--- start LISTING ---

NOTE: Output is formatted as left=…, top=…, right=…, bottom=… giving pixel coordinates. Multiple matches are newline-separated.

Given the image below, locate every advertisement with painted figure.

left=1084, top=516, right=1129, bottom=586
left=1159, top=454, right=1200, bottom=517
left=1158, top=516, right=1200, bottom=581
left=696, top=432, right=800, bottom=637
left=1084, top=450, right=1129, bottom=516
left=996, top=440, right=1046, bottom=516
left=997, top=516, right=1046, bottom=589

--- end LISTING ---

**WHAT TO DO:**
Which lines of the data above contain the string "bottom"? Copy every one of them.

**EXERCISE OUTPUT:**
NOTE: Output is formatted as left=…, top=…, right=…, bottom=… giving pixel coordinates. Multiple matches are newline-separated.
left=1084, top=516, right=1129, bottom=586
left=1159, top=454, right=1200, bottom=517
left=1158, top=516, right=1200, bottom=581
left=696, top=432, right=800, bottom=637
left=1084, top=450, right=1129, bottom=516
left=996, top=440, right=1046, bottom=516
left=997, top=516, right=1046, bottom=589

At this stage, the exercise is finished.